§ Esercizio A: Riassumi in due frasi l'articolo sulla proposta di Zaia per le scuole.
§ Esercizio B: Nell'articolo sulla proposta di Zaia per le scuole, quali classi verrebbero mandate a casa con la didattica a distanza?
§ Esercizio C: Prosegui l'articolo sulla proposta di Zaia per le scuole a partire dall'ultima frase riportata.

==== Testo di lettura

Rimandare Zaia, non i ragazzi con la didattica a distanza
Insegnanti e sindacati contrari all'idea di lasciare a casa gli studenti dell'ultimo anno
TREVISO - I professori bocciano Zaia. Giudicano errata la soluzione che propone di dare al problema dell’aumento di casi positivi al Covid: spedire a casa con la Didattica a distanza le classi quinte è una pura e semplice contraddizione.

========
==== Voci estratte

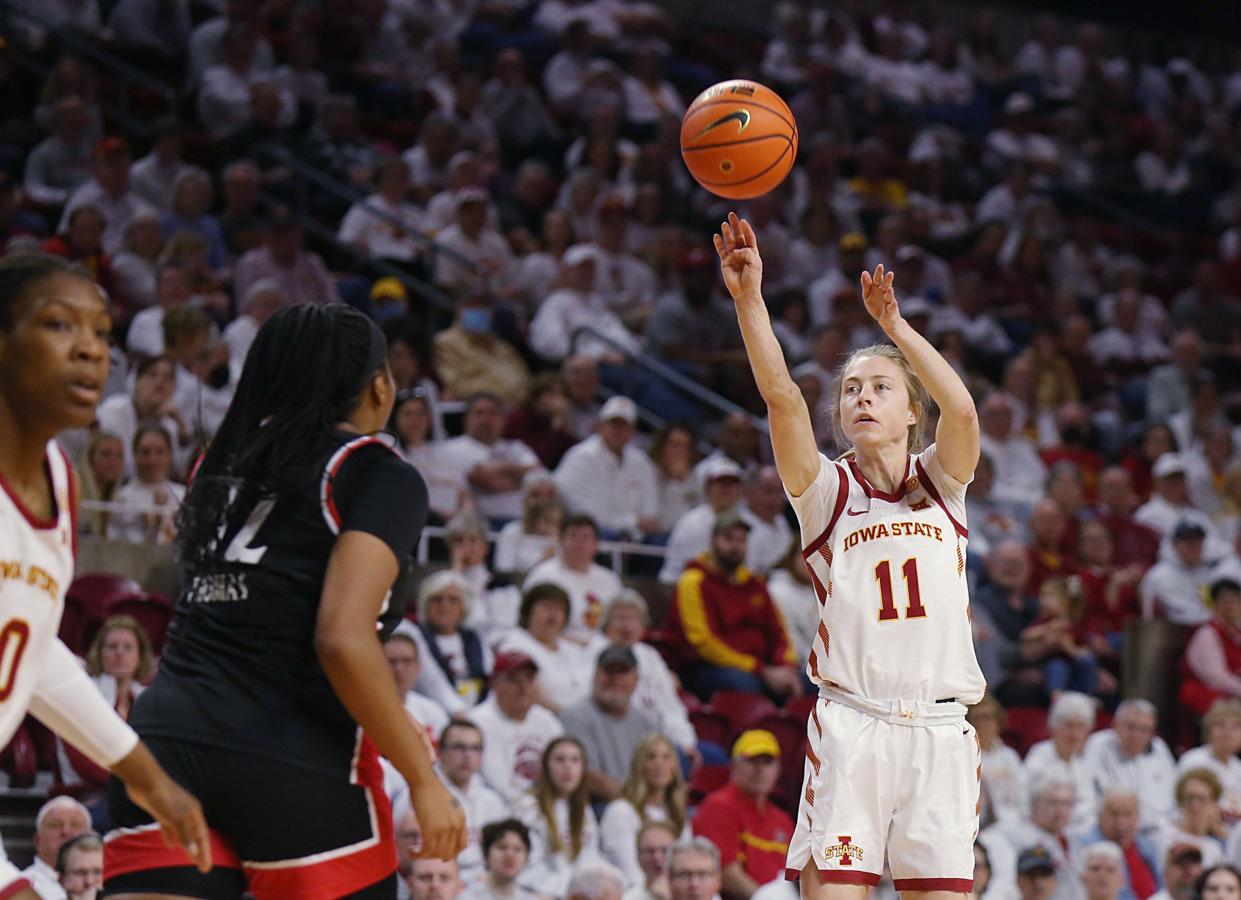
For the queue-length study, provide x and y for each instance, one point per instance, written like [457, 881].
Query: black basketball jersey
[240, 669]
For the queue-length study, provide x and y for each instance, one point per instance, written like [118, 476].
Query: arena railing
[125, 75]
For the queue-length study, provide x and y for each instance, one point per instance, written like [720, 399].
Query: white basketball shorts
[897, 777]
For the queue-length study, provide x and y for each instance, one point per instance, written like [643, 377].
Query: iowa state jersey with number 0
[889, 571]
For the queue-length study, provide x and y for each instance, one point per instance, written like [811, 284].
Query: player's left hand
[176, 812]
[879, 297]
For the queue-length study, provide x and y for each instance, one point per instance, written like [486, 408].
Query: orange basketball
[739, 139]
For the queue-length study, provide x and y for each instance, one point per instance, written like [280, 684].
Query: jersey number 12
[887, 610]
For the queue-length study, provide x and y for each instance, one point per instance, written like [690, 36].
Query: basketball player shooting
[892, 765]
[53, 363]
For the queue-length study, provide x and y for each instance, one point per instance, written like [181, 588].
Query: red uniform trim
[340, 875]
[842, 499]
[961, 885]
[139, 850]
[875, 493]
[935, 495]
[335, 468]
[835, 877]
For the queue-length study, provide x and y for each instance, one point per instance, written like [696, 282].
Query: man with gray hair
[263, 298]
[58, 821]
[597, 880]
[694, 870]
[1070, 721]
[1131, 755]
[1052, 797]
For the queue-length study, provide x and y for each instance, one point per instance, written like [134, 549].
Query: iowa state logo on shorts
[845, 852]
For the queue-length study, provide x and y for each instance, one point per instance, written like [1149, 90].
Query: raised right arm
[797, 454]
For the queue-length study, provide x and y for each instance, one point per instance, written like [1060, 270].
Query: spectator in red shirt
[751, 832]
[725, 616]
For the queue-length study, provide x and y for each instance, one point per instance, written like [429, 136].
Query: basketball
[739, 139]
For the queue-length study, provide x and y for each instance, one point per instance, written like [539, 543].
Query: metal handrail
[704, 395]
[125, 72]
[348, 193]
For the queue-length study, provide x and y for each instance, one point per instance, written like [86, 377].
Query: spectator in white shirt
[109, 193]
[565, 666]
[608, 478]
[590, 586]
[480, 256]
[226, 97]
[1070, 720]
[505, 850]
[1174, 587]
[1221, 726]
[1019, 471]
[515, 730]
[148, 504]
[493, 467]
[57, 822]
[691, 535]
[385, 225]
[149, 402]
[402, 653]
[461, 760]
[1133, 757]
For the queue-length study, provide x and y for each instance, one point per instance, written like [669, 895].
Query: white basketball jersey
[890, 575]
[36, 566]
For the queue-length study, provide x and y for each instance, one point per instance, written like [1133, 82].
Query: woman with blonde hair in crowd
[1003, 795]
[654, 791]
[526, 541]
[101, 471]
[564, 832]
[1198, 819]
[1221, 742]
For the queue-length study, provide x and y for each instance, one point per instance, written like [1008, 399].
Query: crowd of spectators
[1060, 204]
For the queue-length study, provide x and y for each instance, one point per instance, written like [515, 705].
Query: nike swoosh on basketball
[739, 116]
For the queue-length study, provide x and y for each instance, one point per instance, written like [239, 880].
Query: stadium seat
[1026, 726]
[705, 780]
[711, 726]
[741, 708]
[153, 612]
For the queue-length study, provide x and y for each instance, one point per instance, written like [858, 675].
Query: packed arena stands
[611, 555]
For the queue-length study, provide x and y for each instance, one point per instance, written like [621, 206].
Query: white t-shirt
[511, 749]
[588, 592]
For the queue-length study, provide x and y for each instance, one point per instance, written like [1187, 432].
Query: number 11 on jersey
[887, 610]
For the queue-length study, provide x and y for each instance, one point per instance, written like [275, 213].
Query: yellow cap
[389, 288]
[756, 742]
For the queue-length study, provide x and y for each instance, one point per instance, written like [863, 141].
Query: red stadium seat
[1026, 726]
[705, 780]
[741, 708]
[711, 726]
[153, 612]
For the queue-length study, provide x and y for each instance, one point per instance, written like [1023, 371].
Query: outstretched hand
[879, 297]
[740, 262]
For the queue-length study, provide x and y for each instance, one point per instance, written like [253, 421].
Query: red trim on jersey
[875, 493]
[341, 875]
[15, 888]
[842, 499]
[331, 474]
[935, 495]
[71, 481]
[138, 850]
[959, 885]
[837, 877]
[34, 520]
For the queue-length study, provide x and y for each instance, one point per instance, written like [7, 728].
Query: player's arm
[957, 432]
[797, 454]
[360, 571]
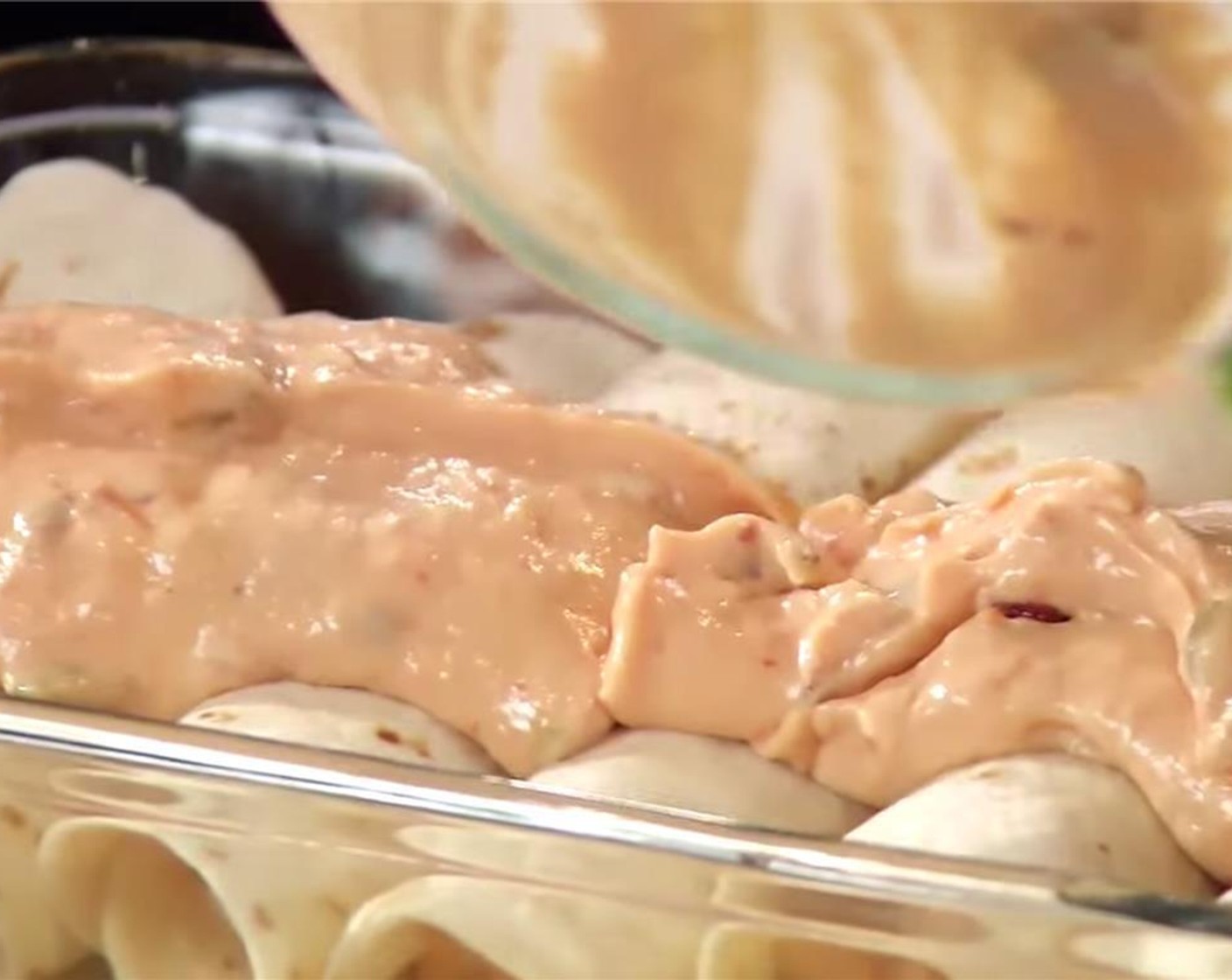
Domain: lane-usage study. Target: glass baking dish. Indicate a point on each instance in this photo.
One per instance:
(298, 837)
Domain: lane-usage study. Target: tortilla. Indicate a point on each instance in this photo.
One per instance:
(558, 358)
(1054, 813)
(33, 942)
(812, 445)
(337, 719)
(705, 775)
(444, 928)
(241, 906)
(81, 232)
(1175, 429)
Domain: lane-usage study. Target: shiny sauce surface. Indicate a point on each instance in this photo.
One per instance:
(192, 508)
(878, 648)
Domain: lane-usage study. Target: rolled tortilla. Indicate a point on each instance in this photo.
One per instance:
(444, 928)
(1175, 429)
(33, 943)
(559, 358)
(81, 232)
(811, 445)
(685, 772)
(241, 906)
(347, 720)
(706, 775)
(1053, 811)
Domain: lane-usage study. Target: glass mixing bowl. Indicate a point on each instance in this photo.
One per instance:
(598, 144)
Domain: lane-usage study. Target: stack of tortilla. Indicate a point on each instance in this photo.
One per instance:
(158, 899)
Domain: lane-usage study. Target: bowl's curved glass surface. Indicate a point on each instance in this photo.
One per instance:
(556, 130)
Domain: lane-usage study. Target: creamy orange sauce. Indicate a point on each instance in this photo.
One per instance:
(190, 508)
(947, 186)
(881, 646)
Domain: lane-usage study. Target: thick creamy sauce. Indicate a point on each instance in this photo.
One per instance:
(878, 648)
(191, 508)
(942, 186)
(187, 509)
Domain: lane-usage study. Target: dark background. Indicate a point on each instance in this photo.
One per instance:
(24, 23)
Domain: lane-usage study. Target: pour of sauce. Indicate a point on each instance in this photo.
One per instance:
(878, 648)
(191, 508)
(939, 187)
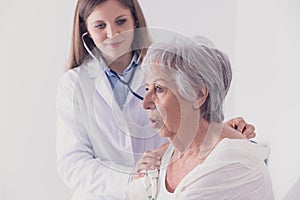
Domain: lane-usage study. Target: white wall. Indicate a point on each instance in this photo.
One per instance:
(267, 81)
(34, 44)
(35, 35)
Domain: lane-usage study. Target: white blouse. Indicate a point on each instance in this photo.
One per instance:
(235, 169)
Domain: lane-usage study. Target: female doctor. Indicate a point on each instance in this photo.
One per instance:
(102, 130)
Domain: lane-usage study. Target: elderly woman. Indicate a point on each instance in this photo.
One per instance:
(186, 83)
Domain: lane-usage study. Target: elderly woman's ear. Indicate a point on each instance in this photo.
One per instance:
(201, 100)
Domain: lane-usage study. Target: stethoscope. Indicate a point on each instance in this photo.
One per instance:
(114, 72)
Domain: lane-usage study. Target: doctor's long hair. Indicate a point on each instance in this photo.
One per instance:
(83, 9)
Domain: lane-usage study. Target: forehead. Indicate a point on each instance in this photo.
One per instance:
(156, 74)
(109, 9)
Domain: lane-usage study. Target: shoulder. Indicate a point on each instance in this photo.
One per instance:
(241, 151)
(162, 148)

========

§ Risposta scritta A: Insegnanti e sindacati sono contrari all'idea di lasciare a casa gli studenti dell'ultimo anno. Per i professori, mandare in didattica a distanza le classi quinte per l'aumento dei casi positivi al Covid è una pura e semplice contraddizione.

§ Risposta scritta B: Le classi quinte.

§ Risposta scritta C:
Mariella Petrini (Storia dell’Arte al “Duca degli Abruzzi di Treviso): “Non sono per niente d'accordo con Zaia. Abbiamo già sperimentato che la DdD non ha funzionato. Meno classi "pollaio" e spazi più ampi per diminuire il rapporto alunni-classe; più corse dei mezzi pubblici e magari fondi da erogare alle società private dei trasporti; meno soldi per banchi per lo più già in uso e più strutture architettoniche alle scuole”. Le fa eco Enrico Cazzaro, docente di Chimica al Liceo Artistico di Treviso: “Una proposta miope e sbagliata perché si preoccupa solo del problema logistico, di cui da tempo la Regione Veneto si sarebbe dovuta occupare in vista di questo nuovo anno scolastico, e non tiene conto delle conseguenze didattiche e sociali della scelta che andranno ad impattare sul futuro dei giovani. È chiaro che se una regione ricca come il Veneto non ha i soldi per garantire un trasporto pubblico locale in sicurezza significa che quei soldi sono stati spesi per favorire altri interessi ed è stato messo in secondo piano il futuro dei nostri ragazzi”.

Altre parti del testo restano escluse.